__WHAT TO DO__
Find every line in the records below that contains the word "farm" and copy each one out in full.

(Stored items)
((

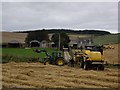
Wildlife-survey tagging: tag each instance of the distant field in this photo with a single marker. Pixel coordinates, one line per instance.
(107, 39)
(26, 52)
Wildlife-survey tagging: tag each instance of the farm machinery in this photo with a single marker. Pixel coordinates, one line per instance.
(90, 57)
(55, 58)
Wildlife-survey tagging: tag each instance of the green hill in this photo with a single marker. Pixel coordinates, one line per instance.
(107, 39)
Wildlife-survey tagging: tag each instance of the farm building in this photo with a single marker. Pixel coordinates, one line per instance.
(10, 39)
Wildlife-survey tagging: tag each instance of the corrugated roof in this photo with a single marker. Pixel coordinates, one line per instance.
(10, 36)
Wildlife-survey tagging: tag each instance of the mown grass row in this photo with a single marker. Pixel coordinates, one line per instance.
(107, 39)
(23, 55)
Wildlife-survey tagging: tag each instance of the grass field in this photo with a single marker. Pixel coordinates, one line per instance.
(24, 55)
(107, 39)
(37, 75)
(26, 52)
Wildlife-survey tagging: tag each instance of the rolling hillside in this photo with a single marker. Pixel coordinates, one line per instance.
(107, 39)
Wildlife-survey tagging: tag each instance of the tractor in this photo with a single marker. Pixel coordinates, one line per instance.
(55, 58)
(89, 58)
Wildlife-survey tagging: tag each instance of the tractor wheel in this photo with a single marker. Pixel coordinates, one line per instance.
(46, 62)
(101, 67)
(81, 64)
(60, 62)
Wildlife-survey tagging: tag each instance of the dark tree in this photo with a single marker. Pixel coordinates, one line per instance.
(64, 39)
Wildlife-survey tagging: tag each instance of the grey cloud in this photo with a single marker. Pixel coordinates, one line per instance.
(74, 15)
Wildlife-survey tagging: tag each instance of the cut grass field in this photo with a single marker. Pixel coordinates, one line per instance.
(107, 39)
(24, 54)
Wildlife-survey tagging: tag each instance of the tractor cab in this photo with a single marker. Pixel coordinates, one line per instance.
(55, 58)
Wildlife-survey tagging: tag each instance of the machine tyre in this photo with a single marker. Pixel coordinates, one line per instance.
(46, 62)
(60, 62)
(101, 67)
(87, 65)
(81, 64)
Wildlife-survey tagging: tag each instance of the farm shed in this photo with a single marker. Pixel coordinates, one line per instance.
(10, 39)
(34, 43)
(44, 44)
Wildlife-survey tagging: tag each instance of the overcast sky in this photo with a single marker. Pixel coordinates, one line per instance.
(71, 15)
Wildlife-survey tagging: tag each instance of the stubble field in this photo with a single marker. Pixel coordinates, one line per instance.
(37, 75)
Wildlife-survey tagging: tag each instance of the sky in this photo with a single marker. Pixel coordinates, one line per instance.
(17, 16)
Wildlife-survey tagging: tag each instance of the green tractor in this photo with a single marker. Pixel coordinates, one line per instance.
(55, 58)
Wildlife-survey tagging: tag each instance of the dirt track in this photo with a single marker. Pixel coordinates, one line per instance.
(36, 75)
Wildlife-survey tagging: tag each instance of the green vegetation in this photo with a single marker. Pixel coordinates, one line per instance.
(37, 35)
(21, 54)
(64, 39)
(107, 39)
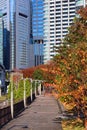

))

__ANSWER TO THIS TASK__
Wildlife-survey tagging: tag each instance of the farm machinery in this photo with a single marker. Pixel coordinates, one line per instance.
Wildlife-survey tagging: tag each instance of the farm building in this photo with a single marker. Pixel coordinates, one line per instance.
Wildlife-survey tagging: tag each instance of the farm shed in this photo with a single marker. Pixel coordinates, one line per instance.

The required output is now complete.